§ **DIRECTIONS FOR THIS TASK**
Each record is to be written out exactly as it appears.

§ **EXERCISE MATERIAL**

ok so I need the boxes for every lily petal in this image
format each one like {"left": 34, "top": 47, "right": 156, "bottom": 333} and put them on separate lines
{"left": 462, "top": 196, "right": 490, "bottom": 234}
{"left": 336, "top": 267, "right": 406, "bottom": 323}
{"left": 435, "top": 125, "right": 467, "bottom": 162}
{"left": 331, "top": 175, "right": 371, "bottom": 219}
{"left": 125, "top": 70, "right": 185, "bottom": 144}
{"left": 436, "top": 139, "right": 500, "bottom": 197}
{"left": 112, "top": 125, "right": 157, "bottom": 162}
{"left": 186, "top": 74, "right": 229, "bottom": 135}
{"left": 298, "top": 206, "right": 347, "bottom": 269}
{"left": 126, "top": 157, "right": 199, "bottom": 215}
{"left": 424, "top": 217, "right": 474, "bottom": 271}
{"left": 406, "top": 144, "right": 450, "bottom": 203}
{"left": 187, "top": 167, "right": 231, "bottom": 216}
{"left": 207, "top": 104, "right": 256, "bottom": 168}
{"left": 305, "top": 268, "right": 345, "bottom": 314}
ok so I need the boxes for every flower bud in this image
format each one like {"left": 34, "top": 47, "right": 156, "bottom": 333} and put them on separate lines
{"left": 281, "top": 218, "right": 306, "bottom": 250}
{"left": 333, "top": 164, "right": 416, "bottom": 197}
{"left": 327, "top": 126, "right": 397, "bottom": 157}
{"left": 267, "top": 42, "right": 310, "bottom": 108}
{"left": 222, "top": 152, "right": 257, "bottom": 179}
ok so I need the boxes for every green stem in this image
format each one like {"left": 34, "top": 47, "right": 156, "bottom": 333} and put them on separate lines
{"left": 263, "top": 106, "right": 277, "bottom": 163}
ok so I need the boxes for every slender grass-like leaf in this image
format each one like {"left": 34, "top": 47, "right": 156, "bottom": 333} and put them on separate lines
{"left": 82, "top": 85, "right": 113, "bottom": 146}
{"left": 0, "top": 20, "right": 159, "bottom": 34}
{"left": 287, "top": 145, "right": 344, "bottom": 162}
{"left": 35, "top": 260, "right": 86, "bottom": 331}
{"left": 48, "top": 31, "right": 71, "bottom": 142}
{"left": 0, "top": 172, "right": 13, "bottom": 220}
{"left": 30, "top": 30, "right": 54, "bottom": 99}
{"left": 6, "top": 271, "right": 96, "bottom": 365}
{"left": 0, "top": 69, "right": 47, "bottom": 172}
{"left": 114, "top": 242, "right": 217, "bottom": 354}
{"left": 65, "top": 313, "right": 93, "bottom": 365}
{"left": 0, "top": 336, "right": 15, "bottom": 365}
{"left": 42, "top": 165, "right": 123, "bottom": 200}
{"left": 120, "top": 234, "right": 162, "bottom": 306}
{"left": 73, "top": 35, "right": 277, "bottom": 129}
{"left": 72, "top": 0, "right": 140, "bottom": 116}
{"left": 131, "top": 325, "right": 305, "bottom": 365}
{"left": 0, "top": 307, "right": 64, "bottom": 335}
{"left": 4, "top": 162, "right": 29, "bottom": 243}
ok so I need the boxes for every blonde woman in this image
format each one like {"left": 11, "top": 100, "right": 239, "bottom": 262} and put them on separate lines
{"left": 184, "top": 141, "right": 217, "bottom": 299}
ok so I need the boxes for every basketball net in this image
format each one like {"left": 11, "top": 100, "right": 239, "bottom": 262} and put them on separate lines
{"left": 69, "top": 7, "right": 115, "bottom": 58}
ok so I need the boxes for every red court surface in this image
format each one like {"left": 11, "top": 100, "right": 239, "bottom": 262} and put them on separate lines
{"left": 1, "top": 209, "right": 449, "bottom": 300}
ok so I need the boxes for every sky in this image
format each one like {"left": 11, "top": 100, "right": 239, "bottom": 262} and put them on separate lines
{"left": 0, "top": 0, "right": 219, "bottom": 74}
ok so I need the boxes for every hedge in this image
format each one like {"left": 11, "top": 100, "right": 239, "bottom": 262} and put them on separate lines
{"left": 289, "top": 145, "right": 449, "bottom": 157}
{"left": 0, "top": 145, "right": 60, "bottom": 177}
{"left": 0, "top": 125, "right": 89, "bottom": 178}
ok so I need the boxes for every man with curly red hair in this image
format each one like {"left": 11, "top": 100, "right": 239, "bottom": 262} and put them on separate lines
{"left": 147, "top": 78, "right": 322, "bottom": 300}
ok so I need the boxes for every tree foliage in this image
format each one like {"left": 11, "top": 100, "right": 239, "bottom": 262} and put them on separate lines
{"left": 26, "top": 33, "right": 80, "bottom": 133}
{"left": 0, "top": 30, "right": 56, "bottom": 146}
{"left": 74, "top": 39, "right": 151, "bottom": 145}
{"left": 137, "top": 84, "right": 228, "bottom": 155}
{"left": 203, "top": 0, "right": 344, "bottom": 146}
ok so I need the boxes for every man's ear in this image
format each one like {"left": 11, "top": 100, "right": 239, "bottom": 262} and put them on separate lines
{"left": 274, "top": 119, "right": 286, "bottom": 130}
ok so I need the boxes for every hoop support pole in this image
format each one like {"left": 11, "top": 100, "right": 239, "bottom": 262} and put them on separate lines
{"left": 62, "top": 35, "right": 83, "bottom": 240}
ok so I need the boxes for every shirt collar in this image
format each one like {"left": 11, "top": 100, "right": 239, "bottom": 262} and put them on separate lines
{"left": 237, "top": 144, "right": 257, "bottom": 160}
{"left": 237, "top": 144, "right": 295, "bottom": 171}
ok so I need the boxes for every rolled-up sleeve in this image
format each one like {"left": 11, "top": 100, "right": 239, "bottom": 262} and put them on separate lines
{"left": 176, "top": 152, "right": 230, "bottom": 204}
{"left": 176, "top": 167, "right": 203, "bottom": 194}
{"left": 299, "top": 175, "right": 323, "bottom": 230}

§ **OUTPUT FOR THIS EXERCISE**
ok so I need the boxes for every lily petal in this image
format each one like {"left": 34, "top": 47, "right": 156, "bottom": 333} and put them on separate lines
{"left": 462, "top": 196, "right": 490, "bottom": 234}
{"left": 336, "top": 267, "right": 406, "bottom": 323}
{"left": 435, "top": 125, "right": 467, "bottom": 162}
{"left": 331, "top": 175, "right": 371, "bottom": 219}
{"left": 125, "top": 70, "right": 185, "bottom": 144}
{"left": 436, "top": 139, "right": 500, "bottom": 197}
{"left": 112, "top": 125, "right": 157, "bottom": 162}
{"left": 186, "top": 74, "right": 229, "bottom": 135}
{"left": 298, "top": 206, "right": 347, "bottom": 269}
{"left": 126, "top": 157, "right": 199, "bottom": 215}
{"left": 424, "top": 217, "right": 474, "bottom": 271}
{"left": 406, "top": 144, "right": 450, "bottom": 203}
{"left": 187, "top": 167, "right": 231, "bottom": 216}
{"left": 207, "top": 104, "right": 256, "bottom": 168}
{"left": 305, "top": 268, "right": 345, "bottom": 314}
ok so I need the boxes for every flower bud in this image
format each one like {"left": 34, "top": 47, "right": 156, "bottom": 333} and put them on separate lines
{"left": 281, "top": 218, "right": 306, "bottom": 250}
{"left": 333, "top": 164, "right": 416, "bottom": 197}
{"left": 327, "top": 126, "right": 397, "bottom": 157}
{"left": 267, "top": 42, "right": 310, "bottom": 108}
{"left": 222, "top": 152, "right": 257, "bottom": 179}
ok so I need the boxes for every green stem in this image
format each one like {"left": 34, "top": 47, "right": 156, "bottom": 333} and put them on separate lines
{"left": 263, "top": 106, "right": 277, "bottom": 163}
ok so I need the boxes for every slender grass-like leaf in this image
format each one like {"left": 34, "top": 47, "right": 156, "bottom": 333} and put them on separate lines
{"left": 82, "top": 85, "right": 113, "bottom": 146}
{"left": 0, "top": 20, "right": 159, "bottom": 34}
{"left": 287, "top": 145, "right": 344, "bottom": 162}
{"left": 35, "top": 260, "right": 86, "bottom": 331}
{"left": 48, "top": 31, "right": 71, "bottom": 142}
{"left": 0, "top": 172, "right": 13, "bottom": 220}
{"left": 30, "top": 30, "right": 54, "bottom": 99}
{"left": 6, "top": 271, "right": 96, "bottom": 365}
{"left": 0, "top": 69, "right": 47, "bottom": 172}
{"left": 114, "top": 242, "right": 217, "bottom": 354}
{"left": 65, "top": 313, "right": 93, "bottom": 365}
{"left": 0, "top": 336, "right": 15, "bottom": 365}
{"left": 42, "top": 165, "right": 123, "bottom": 200}
{"left": 120, "top": 234, "right": 162, "bottom": 306}
{"left": 73, "top": 35, "right": 277, "bottom": 129}
{"left": 72, "top": 0, "right": 140, "bottom": 116}
{"left": 131, "top": 325, "right": 305, "bottom": 365}
{"left": 0, "top": 307, "right": 64, "bottom": 335}
{"left": 4, "top": 162, "right": 29, "bottom": 243}
ok so I need the boxes for every blonde woman in this image
format each one like {"left": 11, "top": 100, "right": 239, "bottom": 262} and put them on separate lines
{"left": 184, "top": 141, "right": 217, "bottom": 299}
ok so I need the boxes for every basketball net in this image
format each one like {"left": 11, "top": 100, "right": 239, "bottom": 262} and put them on separate lines
{"left": 69, "top": 7, "right": 115, "bottom": 58}
ok so I need the boxes for every red court surface in this image
format each one like {"left": 11, "top": 100, "right": 239, "bottom": 262} and put them on separate lines
{"left": 1, "top": 209, "right": 449, "bottom": 300}
ok so I need the boxes for every sky in this image
format each one like {"left": 11, "top": 100, "right": 239, "bottom": 262} and put them on separate lines
{"left": 0, "top": 0, "right": 219, "bottom": 74}
ok so I need the boxes for every hedge in this image
format each one like {"left": 11, "top": 100, "right": 239, "bottom": 262} and put them on separate lines
{"left": 289, "top": 145, "right": 449, "bottom": 157}
{"left": 0, "top": 145, "right": 60, "bottom": 177}
{"left": 0, "top": 125, "right": 89, "bottom": 178}
ok so I need the boxes for every man with curly red hair in this image
format each one like {"left": 11, "top": 100, "right": 239, "bottom": 262} and put them on separate lines
{"left": 147, "top": 78, "right": 322, "bottom": 300}
ok so I need the boxes for every tree foliage in this image
format each one like {"left": 11, "top": 100, "right": 239, "bottom": 262} and put them on separate lines
{"left": 26, "top": 33, "right": 80, "bottom": 133}
{"left": 0, "top": 30, "right": 56, "bottom": 146}
{"left": 74, "top": 39, "right": 151, "bottom": 145}
{"left": 137, "top": 84, "right": 228, "bottom": 155}
{"left": 203, "top": 0, "right": 344, "bottom": 146}
ok so I need the boxes for every man's ear in this image
format each one like {"left": 11, "top": 100, "right": 239, "bottom": 262} and put them on separate lines
{"left": 274, "top": 119, "right": 286, "bottom": 130}
ok so I need the boxes for every hoop support pole in this image
format each one like {"left": 11, "top": 100, "right": 239, "bottom": 262} and put them on separate lines
{"left": 62, "top": 35, "right": 83, "bottom": 240}
ok so I need the boxes for every shirt collar in this image
format each one like {"left": 11, "top": 100, "right": 239, "bottom": 262} and put them on separate lines
{"left": 237, "top": 144, "right": 257, "bottom": 160}
{"left": 237, "top": 144, "right": 295, "bottom": 171}
ok so I need the boxes for every rolled-up sleeve in this image
format each one like {"left": 11, "top": 100, "right": 239, "bottom": 262} and put them on separate lines
{"left": 176, "top": 152, "right": 230, "bottom": 204}
{"left": 176, "top": 167, "right": 203, "bottom": 194}
{"left": 299, "top": 175, "right": 323, "bottom": 230}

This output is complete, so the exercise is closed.